** start of Data for the task **
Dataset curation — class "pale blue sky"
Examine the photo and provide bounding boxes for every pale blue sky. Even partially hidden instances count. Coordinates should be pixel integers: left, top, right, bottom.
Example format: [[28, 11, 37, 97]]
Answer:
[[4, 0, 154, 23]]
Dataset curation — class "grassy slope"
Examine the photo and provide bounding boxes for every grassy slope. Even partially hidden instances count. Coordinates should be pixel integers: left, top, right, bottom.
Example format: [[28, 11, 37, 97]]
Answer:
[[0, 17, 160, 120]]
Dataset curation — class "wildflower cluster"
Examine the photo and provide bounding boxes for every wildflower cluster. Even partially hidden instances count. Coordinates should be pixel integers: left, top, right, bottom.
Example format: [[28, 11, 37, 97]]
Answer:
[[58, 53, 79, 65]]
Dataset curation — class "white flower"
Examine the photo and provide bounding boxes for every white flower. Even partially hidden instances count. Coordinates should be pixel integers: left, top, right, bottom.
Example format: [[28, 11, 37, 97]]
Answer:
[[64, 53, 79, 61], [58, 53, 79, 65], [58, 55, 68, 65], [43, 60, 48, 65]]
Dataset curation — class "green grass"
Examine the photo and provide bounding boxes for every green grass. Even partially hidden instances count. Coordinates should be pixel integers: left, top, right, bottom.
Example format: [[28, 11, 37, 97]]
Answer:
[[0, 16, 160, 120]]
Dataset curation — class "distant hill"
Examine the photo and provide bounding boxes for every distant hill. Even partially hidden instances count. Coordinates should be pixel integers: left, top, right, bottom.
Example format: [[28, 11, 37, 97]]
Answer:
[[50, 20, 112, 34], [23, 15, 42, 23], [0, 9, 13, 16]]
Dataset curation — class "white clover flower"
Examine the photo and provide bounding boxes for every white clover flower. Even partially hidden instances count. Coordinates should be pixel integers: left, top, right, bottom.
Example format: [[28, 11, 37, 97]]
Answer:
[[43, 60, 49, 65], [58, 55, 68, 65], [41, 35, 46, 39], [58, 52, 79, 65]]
** end of Data for the task **
* **Set task**: State how many lines of the listing above contain the string "provide", counting only case-exact matches. Reply with the number alone.

* **Task solution**: 7